===== BRANO CITATO

Leggo tra le parole di Fumone e dentro i dubbi di Mirtilla e, con Cesare, anche io voglio lasciare un interrogativo aperto, anche per me: forse armonizzare l’albero “io”non è una mera razionalizzazione o un disegno estetico… e forse non equivale a potare “rami secchi” o “radici inutili”. Forse, prima di ogni altra cosa, significa usare amorevolezza, “prendersi cura” di sé.

NICOLINA ha detto...

E ricordo tutte le persone che vivono ancorate al passato, aggrappate ai ricordi, rifugiate nelle certezze andate o vittime dell’indimenticabile. Persone che si proteggono. Persone che non osano. Che temono, che gridano in silenzio, che si vivono dentro. Persone verso cui non riesco ad avere uno sguardo esigente. Perché mi suscitano tenerezza.

FORSE IO SONO UNA DI QUESTE PERSONE E SICURAMENTE NON MI SENTO FORTUNATA IN QUESTO. CHI OSA E' PADRONE DELLA PROPRIA VITA CHI NON TEME VIVE. QUESTO E' FORSE IL VERO SENSO PER NON ESSER NEMICI DI SE STESSI.NON C'E' ALBERO PIU' VERO E BELLO DI QUELLO DA LEI DISEGNATO

Pimboli ha detto...

molto bella come immagine quella del bonsai....rievoca in me molti pensieri....ma non concordo in questo contestocon tale confronto...se dovessi paragonarmi ad un bonsai sarebbe x me un'ulteriore sofferenza...Sfoltire radici x rafforzare una chioma che resta pur sempre misera elimitata nella propria crescita...sentirsi stretto in un vaso più piccolo del tronco...io mi sentirei come chiusa in una gabbia dove non ho nemmeno la facoltà di poter alzare le mani x nascondere agli occhi questo mondo che ai miei occhi appare sempre più povero e vuoto di tutto...E poi vi sembra giusto reprimere la maestosità di una quercia, con tutto il suo senso di protezione, con la percezione materna che ci regala,vi sembra giusto reprimerlo in un vaso 20x20???
non potrebbe sicuramente attingere nulla da quel pò di terreno che gli viene offerto...
Inoltre credo che non sia giusto sradicare le radici xkè finchè persistono nel tempo, esse tendono x natura a rafforzarsi, superando ogni sorta di tempeste, hanno una loro consistenza sviluppata seguendo un proprio tempo interiore...
Per quanto concerne il confronto con la chioma (mi riferisco ai rami tagliati) credo che i rami spesso vangono tagliati x dare vigore alla pianta, x rendere la pianta piena, ricca e luminosa!e comunque io vedo la chioma come il riflesso esteriore di noi...o meglio la chioma mi fa pensare alla capacità interiore di diramare i miei pensieri...mi fa pensare al mio cervello...o a uno schema mentale come si fa nella PNL...praticamente quello che c'è nel nostro cervello che poi si riflette esternamente con le foglie e con i fiori....insomma....a spiegarlo è più complicato di quanto pensassi...

==========

## BREVE QUESITO 1
Secondo il brano citato, che cosa significa, prima di ogni altra cosa, armonizzare l'albero "io"?
## BREVE QUESITO 2
Trascrivi dal brano citato la parte che va da "molto bella come" fino a "gli viene offerto...", quest'ultima compresa.

===== DATI REGISTRATI

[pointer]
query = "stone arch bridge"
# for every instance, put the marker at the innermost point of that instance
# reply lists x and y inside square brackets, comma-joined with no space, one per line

==========

## RISPOSTA COMPLETA 1
Significa usare amorevolezza, "prendersi cura" di sé.

## RISPOSTA COMPLETA 2
molto bella come immagine quella del bonsai....rievoca in me molti pensieri....ma non concordo in questo contestocon tale confronto...se dovessi paragonarmi ad un bonsai sarebbe x me un'ulteriore sofferenza...Sfoltire radici x rafforzare una chioma che resta pur sempre misera elimitata nella propria crescita...sentirsi stretto in un vaso più piccolo del tronco...io mi sentirei come chiusa in una gabbia dove non ho nemmeno la facoltà di poter alzare le mani x nascondere agli occhi questo mondo che ai miei occhi appare sempre più povero e vuoto di tutto...E poi vi sembra giusto reprimere la maestosità di una quercia, con tutto il suo senso di protezione, con la percezione materna che ci regala,vi sembra giusto reprimerlo in un vaso 20x20???
non potrebbe sicuramente attingere nulla da quel pò di terreno che gli viene offerto...